* Brief *
Search the data for "negative". Return each matching line.

[[ Exercise material, beginning ]]

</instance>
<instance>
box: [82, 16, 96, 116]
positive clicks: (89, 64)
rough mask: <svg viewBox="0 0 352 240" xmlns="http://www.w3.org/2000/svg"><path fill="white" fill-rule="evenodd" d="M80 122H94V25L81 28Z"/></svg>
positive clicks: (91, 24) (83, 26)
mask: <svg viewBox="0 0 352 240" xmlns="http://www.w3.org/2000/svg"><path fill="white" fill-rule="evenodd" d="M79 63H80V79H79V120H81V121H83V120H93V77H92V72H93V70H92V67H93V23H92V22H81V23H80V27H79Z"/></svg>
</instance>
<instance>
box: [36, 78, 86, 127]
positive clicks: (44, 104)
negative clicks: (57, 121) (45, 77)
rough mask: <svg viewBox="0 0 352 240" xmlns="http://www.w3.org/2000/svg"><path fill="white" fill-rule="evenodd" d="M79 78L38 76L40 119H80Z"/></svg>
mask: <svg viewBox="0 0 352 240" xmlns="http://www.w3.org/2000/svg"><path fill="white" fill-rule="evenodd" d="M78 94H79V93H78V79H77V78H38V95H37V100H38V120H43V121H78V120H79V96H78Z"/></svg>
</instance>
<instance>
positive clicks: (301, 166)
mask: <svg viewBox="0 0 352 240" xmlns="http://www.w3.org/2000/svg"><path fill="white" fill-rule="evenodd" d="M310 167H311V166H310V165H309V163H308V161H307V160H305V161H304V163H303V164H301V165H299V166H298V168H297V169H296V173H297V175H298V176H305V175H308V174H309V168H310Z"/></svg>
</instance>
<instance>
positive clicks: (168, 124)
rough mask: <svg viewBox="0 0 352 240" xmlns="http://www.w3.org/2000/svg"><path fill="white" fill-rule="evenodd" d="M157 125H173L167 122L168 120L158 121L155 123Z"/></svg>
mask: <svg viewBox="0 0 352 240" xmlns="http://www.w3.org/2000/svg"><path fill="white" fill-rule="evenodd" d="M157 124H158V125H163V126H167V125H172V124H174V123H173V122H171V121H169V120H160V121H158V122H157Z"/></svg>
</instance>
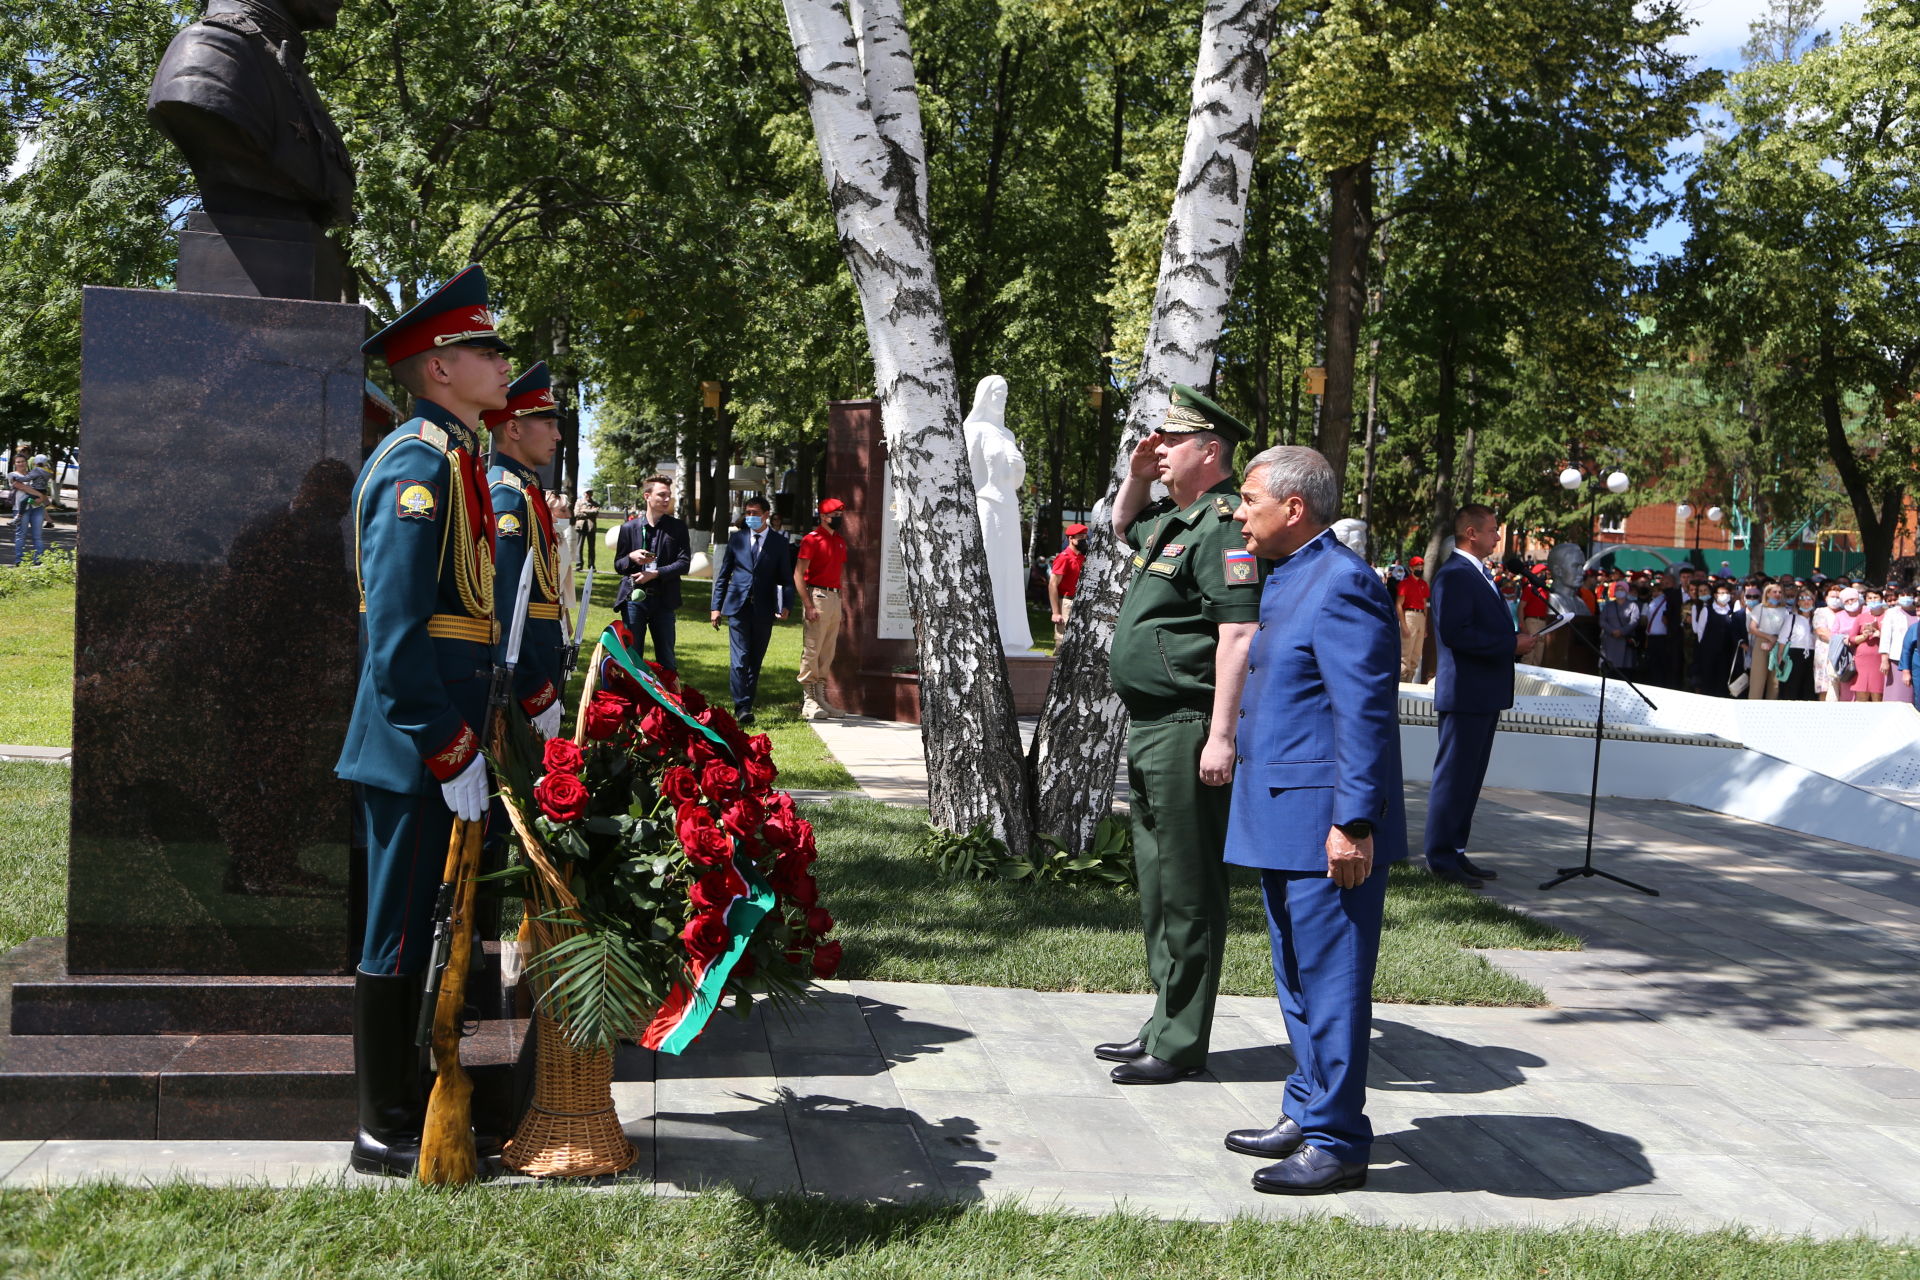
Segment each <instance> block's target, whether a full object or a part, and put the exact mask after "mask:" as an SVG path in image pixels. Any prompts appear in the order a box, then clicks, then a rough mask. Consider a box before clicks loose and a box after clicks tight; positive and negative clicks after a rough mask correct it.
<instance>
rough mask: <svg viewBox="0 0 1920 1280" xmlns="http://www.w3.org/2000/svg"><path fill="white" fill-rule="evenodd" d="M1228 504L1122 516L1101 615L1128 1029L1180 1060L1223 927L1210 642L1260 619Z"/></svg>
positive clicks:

[[ Exercise material, end ]]

* Written answer *
negative clicks: (57, 121) (45, 77)
Segment each <instance> block's target, whether a full object or a part, and put the exact mask after "mask:" as an SVG path in image pixels. Any prompts appear in the order a box, then clicks, then a rough mask. Consider a box before clicks loose and a box after clicks tight; positive and negative clicks after a rough mask correct it.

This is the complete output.